● TEXT
• • •

Overall electricity generation rose 16.1 per cent in August, while coal-fired power output rose 23.7 per cent from a year earlier, a Reuters analysis of daily load despatch data by federal grid regulator POSOCO showed.

Data from the Central Electricity Authority showed over half of the 135 coal-fired power plants had less than a week's supply of coal left, of which 50 plants had fewer than three days of coal left. Six plants had run out of coal.

India mainly imports from Indonesia, Australia and South Africa. The government has been seeking to cut imports.

India has also asked Coal India to prioritize supplies to thermal power plants with low stock and dispatch fuel from mines with abundant inventory to address the shortage.

Coal supply by the state-run miner, which accounts for over 80 per cent of India's coal output, rose 9.5 per cent in August compared with last year, but was down 3.8 per cent compared with July.

Rise in coal use

In the first eight months of 2021, coal-fired electricity generation jumped 19.3 per cent, faster than the 14.5 per cent growth in renewable energy generation, POSOCO data showed.

The share of coal-fired generation in the period rose to 72.9 per cent, in line with 2019 levels but above the 69.2 per cent in the same period of 2020. Overall power use tumbled in the first half of 2020 amid coronavirus lockdowns but surged after restrictions were eased.

• • •

● SOURCE MATERIAL

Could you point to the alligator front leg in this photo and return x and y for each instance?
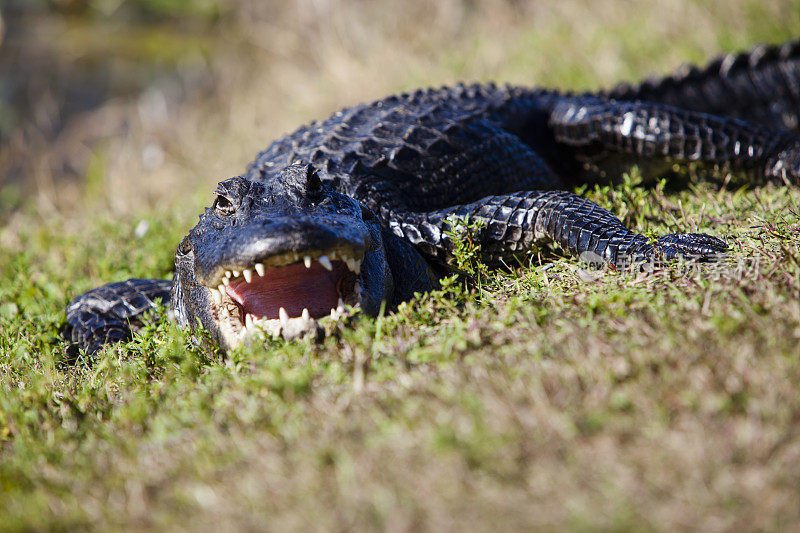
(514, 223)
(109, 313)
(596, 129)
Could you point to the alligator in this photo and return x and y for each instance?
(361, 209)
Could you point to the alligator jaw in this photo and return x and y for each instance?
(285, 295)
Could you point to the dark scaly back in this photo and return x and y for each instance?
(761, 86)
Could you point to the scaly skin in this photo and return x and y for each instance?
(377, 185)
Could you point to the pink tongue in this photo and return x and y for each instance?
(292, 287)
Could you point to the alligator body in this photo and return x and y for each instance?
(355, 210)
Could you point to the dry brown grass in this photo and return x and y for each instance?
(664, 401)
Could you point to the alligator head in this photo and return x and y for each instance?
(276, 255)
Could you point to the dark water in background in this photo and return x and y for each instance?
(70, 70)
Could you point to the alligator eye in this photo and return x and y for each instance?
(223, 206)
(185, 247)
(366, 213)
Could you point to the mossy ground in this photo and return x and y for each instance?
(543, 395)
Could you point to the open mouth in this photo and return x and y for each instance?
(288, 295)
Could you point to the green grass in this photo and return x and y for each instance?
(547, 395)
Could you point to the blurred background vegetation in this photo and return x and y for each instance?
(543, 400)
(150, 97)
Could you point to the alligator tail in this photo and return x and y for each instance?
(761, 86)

• • •

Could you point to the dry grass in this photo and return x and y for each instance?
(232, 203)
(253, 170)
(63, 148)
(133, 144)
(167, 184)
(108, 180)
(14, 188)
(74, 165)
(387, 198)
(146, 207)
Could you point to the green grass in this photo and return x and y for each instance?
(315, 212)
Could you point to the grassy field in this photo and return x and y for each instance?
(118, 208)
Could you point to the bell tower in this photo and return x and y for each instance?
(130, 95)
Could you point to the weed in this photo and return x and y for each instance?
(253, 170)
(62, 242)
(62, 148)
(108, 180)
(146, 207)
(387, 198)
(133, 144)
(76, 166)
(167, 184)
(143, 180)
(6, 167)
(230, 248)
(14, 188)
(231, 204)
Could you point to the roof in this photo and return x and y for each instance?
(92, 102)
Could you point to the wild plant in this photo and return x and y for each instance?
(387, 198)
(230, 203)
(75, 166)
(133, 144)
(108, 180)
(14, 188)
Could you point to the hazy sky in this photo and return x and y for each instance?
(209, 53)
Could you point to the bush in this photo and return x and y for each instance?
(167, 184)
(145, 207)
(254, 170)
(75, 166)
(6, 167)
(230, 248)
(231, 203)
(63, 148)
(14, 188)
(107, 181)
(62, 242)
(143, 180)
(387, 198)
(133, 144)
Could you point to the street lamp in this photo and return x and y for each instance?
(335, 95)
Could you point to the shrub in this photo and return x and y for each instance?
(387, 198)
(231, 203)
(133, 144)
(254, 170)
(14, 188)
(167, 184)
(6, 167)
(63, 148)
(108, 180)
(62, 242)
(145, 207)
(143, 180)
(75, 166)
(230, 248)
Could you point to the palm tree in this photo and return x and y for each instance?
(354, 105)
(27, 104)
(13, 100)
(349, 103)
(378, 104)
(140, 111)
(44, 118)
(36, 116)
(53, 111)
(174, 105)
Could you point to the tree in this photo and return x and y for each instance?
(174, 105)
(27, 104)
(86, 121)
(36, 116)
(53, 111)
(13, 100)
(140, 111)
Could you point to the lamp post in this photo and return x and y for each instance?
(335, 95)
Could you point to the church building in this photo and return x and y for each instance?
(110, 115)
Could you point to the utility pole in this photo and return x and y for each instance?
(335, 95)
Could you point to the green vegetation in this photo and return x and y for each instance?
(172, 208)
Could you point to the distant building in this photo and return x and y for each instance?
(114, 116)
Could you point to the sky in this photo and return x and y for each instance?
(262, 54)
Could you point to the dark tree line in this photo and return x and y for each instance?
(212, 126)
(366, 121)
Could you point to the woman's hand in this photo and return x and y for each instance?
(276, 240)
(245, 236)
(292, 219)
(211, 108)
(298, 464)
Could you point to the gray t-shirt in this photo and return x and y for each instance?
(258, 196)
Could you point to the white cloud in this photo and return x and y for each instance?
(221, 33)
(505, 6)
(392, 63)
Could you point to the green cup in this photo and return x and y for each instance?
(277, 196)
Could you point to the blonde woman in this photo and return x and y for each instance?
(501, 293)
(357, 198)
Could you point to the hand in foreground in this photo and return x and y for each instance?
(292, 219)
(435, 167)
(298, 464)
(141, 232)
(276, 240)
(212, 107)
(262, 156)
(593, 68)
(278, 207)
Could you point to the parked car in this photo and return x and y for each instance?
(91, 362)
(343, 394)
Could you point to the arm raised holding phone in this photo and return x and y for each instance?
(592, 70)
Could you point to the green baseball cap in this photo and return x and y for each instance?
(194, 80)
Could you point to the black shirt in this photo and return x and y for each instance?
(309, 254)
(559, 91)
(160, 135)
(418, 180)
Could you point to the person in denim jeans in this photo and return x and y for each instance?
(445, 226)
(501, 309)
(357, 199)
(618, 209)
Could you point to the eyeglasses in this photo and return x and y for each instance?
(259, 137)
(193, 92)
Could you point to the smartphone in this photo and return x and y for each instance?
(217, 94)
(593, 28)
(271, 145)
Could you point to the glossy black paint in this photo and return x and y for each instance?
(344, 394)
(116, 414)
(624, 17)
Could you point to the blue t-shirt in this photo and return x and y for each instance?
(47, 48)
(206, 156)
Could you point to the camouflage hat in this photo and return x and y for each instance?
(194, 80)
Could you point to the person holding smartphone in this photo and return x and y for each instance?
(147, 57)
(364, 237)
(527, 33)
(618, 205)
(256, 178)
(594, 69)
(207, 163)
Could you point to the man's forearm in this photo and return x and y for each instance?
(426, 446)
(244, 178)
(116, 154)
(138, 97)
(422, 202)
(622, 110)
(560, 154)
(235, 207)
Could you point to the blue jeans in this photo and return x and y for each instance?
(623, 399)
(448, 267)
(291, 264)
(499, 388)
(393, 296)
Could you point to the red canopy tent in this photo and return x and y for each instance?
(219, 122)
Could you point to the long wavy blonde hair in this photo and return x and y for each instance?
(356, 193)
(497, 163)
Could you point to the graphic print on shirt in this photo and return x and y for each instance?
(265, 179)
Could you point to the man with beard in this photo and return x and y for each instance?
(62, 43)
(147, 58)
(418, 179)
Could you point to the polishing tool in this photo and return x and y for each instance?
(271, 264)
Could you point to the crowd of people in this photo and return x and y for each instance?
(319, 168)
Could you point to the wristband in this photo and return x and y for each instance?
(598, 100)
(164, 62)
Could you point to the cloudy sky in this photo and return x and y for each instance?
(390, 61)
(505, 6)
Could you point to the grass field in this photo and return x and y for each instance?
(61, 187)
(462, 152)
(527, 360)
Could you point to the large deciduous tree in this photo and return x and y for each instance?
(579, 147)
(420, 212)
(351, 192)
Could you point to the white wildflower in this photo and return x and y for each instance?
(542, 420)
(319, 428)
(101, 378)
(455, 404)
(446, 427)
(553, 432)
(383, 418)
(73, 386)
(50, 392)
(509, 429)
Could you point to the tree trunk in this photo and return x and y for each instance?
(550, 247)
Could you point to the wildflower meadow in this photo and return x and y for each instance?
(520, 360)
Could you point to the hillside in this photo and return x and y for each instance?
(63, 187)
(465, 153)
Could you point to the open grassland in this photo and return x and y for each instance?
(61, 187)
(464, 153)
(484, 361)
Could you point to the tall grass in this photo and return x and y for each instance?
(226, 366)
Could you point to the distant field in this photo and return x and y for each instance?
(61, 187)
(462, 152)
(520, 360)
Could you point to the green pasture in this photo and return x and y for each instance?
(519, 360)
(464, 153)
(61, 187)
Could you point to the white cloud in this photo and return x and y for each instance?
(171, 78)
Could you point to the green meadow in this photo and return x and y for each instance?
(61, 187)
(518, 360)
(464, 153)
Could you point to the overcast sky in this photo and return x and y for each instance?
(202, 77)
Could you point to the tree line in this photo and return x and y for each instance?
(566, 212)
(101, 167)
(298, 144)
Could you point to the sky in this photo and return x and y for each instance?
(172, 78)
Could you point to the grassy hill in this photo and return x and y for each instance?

• • •

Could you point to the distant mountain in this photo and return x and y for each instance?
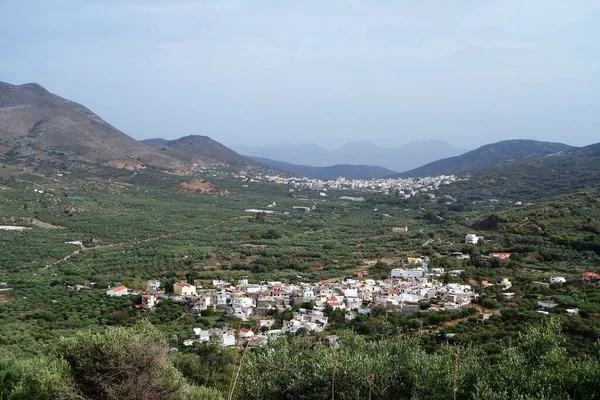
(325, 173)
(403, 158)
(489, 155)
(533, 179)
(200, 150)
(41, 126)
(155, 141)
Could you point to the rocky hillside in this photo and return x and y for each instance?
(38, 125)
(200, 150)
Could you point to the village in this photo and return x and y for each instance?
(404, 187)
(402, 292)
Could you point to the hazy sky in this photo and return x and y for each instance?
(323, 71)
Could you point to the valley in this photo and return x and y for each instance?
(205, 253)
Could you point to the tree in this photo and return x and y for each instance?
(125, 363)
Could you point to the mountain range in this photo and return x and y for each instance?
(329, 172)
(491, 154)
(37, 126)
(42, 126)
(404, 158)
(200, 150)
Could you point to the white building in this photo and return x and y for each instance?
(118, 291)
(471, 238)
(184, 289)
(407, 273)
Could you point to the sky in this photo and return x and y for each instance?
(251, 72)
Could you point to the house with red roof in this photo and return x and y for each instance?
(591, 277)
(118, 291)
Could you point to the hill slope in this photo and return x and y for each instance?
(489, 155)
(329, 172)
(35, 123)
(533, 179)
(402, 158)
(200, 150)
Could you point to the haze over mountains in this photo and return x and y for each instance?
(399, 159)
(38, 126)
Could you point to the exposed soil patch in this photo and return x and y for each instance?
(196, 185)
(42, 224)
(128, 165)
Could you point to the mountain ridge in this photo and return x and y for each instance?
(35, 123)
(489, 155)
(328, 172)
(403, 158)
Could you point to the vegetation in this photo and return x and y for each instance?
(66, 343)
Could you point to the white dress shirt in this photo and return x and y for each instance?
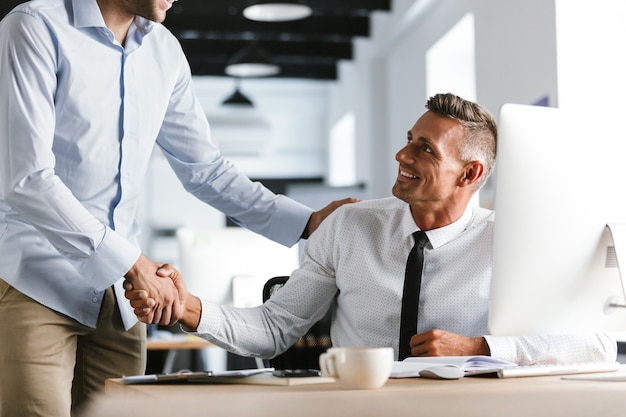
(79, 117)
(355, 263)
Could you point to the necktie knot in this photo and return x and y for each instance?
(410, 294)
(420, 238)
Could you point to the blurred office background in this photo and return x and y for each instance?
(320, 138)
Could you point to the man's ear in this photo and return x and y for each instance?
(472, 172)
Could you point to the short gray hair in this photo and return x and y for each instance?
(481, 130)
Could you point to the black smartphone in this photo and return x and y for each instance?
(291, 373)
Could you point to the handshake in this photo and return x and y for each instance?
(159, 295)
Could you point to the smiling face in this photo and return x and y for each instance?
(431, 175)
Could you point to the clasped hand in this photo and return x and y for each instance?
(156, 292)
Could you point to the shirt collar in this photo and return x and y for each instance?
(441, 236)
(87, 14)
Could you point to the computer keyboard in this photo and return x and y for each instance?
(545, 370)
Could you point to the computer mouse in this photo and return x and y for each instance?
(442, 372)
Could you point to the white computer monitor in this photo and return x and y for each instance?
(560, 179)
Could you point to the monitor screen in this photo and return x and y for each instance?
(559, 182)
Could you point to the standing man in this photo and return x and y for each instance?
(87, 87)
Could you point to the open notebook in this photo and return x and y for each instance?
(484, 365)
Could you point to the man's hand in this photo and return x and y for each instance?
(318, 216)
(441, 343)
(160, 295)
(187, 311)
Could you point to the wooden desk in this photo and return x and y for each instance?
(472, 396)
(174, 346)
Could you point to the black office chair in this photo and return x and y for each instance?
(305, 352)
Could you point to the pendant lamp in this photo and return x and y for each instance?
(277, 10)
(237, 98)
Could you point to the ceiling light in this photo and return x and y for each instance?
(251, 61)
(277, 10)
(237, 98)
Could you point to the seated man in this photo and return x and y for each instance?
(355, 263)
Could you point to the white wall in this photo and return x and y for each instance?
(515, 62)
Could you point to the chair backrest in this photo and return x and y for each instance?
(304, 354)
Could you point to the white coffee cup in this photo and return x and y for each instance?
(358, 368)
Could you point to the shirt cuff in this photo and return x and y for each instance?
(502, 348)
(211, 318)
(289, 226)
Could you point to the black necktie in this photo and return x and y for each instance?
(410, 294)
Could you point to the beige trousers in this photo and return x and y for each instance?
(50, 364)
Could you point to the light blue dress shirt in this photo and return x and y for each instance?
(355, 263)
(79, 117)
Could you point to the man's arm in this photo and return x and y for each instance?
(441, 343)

• • •

● EXPLORE THE MATERIAL
A: In the text on India's coal supply, why did India ask Coal India to prioritize thermal power plants with low stock and to dispatch fuel from mines with abundant inventory?
B: Do these statements agree with the text on India's coal supply? For each, answer yes or no and quote the deciding words of the text. (i) Six coal-fired plants had run out of coal. (ii) Coal India's supply in August was higher than in July. (iii) In the first eight months of 2021, renewable energy generation grew faster than coal-fired generation.
C: How would you continue the text on India's coal supply from its last sentence?

● ANSWERS FOR THE EXERCISE
A: India asked for this to address the coal shortage.

B:
(i) Yes: "Six plants had run out of coal."
(ii) No: "but was down 3.8 per cent compared with July."
(iii) No: "coal-fired electricity generation jumped 19.3 per cent, faster than the 14.5 per cent growth in renewable energy generation"

C:
A power ministry official said the installation of new renewable power sources had been slower than expected, at a time when power demand had risen more 13 per cent.

Trading volumes in India Energy Exchange (IEX) rose 74 per cent to a monthly record in August.

"High cost of imported coal and LNG as well as lower wind power generation led to the increase in the electricity prices," IEX said in a statement.

LNG and petcoke

Coal imports by utilities rose 3.4 per cent in the June quarter, while LNG imports fell by a fourth and petcoke imports fell by a third, government data showed.

Traders say lower shipments of LNG by utilities and petcoke were driven mainly by higher prices, further pushing up coal imports.

Vasudev Pamnani, director of consultancy Lavi Coal, said he expected imports to return to pre-pandemic levels by the end of the year.

"Absence of new investment in coal mining and closure of many mines around the world have pushed prices up," Pamnani said.

However, higher prices could weigh on Indian imports of coal.

"In the next few months, elevated prices of foreign-origin coal and petcoke is likely to push cement companies to buy petcoke from domestic refiners," Kirit C Gandhi, joint president at Indian cement firm Shree Cement said.